-- How to complete this task --
Exact copies of all the lines below are needed, without the pictures.

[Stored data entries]
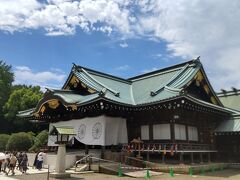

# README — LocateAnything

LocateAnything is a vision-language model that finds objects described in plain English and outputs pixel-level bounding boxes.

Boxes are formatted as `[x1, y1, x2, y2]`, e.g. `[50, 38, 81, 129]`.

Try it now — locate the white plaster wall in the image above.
[27, 153, 76, 170]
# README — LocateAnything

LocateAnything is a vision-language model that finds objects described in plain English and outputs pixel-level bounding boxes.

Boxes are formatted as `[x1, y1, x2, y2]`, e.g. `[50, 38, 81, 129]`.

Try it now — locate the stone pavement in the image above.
[1, 167, 240, 180]
[0, 168, 51, 180]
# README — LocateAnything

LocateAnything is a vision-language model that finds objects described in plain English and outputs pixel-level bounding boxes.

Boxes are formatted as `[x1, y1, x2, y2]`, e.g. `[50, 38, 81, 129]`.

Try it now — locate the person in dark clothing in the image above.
[0, 159, 2, 172]
[36, 152, 43, 170]
[20, 153, 28, 173]
[33, 152, 39, 169]
[17, 152, 23, 172]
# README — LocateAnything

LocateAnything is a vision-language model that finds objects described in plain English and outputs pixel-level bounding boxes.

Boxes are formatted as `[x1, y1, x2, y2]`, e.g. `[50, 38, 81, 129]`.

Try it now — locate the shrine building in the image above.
[19, 58, 240, 163]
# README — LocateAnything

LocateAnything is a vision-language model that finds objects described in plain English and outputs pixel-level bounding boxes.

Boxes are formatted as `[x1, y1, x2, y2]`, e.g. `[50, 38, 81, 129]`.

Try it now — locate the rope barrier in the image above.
[120, 162, 240, 171]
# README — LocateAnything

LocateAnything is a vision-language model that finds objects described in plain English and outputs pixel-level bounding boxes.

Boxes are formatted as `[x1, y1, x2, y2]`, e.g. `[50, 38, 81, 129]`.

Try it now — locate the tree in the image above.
[6, 132, 34, 151]
[0, 61, 14, 109]
[29, 130, 48, 152]
[4, 86, 43, 132]
[0, 61, 14, 132]
[0, 134, 10, 151]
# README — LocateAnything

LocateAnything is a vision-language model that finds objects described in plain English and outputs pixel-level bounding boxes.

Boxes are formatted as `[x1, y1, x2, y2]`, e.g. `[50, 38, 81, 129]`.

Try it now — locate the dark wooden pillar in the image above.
[208, 152, 211, 163]
[170, 120, 175, 143]
[149, 124, 153, 141]
[186, 125, 189, 143]
[190, 152, 194, 164]
[101, 146, 105, 159]
[147, 151, 150, 161]
[85, 145, 89, 155]
[200, 152, 203, 164]
[180, 152, 184, 164]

-- Answer for the task --
# README — LocateAnything

LocateAnything is a vision-language model that finds objects described in plain English and outputs pixel-level bounding boxes.

Boxes are formatted as `[x1, y1, x2, y2]`, e.g. `[50, 38, 81, 129]`.

Try it now — locate the white plaster wall in the image above.
[27, 153, 76, 170]
# README — LocateAnything

LocateAnything is a vision-language model that finds objects described in plain English and outputs pixel-level bounding boxes.

Boxes are formatted as `[x1, y1, x2, y2]`, e.g. `[50, 38, 81, 129]`.

Try it now — locate the stone pavement in the image above.
[1, 167, 240, 180]
[0, 168, 51, 180]
# README — LocateAnything

LocateAnything is a vision-language model that finds objects described in plain English and outputs pixel-level bounding boxes.

Boxes are formatted as `[x1, y1, x2, y2]`, e.g. `[50, 38, 81, 129]`.

Try it now — locate the person in dark clothing in the image above.
[0, 159, 2, 172]
[36, 152, 43, 170]
[20, 153, 28, 173]
[33, 152, 39, 169]
[17, 152, 23, 172]
# README — LocateAnything

LocateAnything is a vision-language model that finds objects described in plain English and outputs pixel-level bounding boxes.

Boxes are formatted as `[x1, y1, x2, y2]`, e.g. `[50, 38, 81, 129]`.

Try it now — locate the shrine building in the image above.
[19, 58, 240, 163]
# README — LocateAnything

LocateAnything is a vision-language model that finds objects described in plain English and outputs pixel-level bounding boxes.

Boxes are formatted as `[x1, y1, x2, y2]`, e.g. `[50, 38, 81, 129]`.

Try it now — locate the rope barrier in the image above.
[120, 162, 240, 171]
# README — LocateAnything

LocateAnything is a vision-language model that finds objects described in plain English and outputs pixel-level bounding boxes.

Boxes are formatted as `[x1, y1, x2, y2]`, e.g. `[50, 38, 81, 129]`.

Try it now — locate the tree in the image above.
[6, 132, 34, 151]
[0, 61, 14, 109]
[29, 130, 48, 152]
[4, 86, 43, 132]
[0, 61, 14, 132]
[0, 134, 10, 151]
# README — LocateAnything

LocateAnything is a vision-language model that finds objects described in plain English and outputs pixel-level bounding boxes.

Boxes are formatted as `[x1, y1, x2, y2]`, e.g. `[50, 38, 81, 129]`.

Try it now — locate the dark wooden pillar in the image above.
[208, 152, 211, 163]
[170, 120, 175, 143]
[149, 124, 153, 141]
[186, 125, 189, 143]
[190, 152, 194, 164]
[101, 146, 105, 159]
[147, 151, 150, 161]
[85, 145, 89, 155]
[200, 152, 203, 164]
[180, 152, 184, 164]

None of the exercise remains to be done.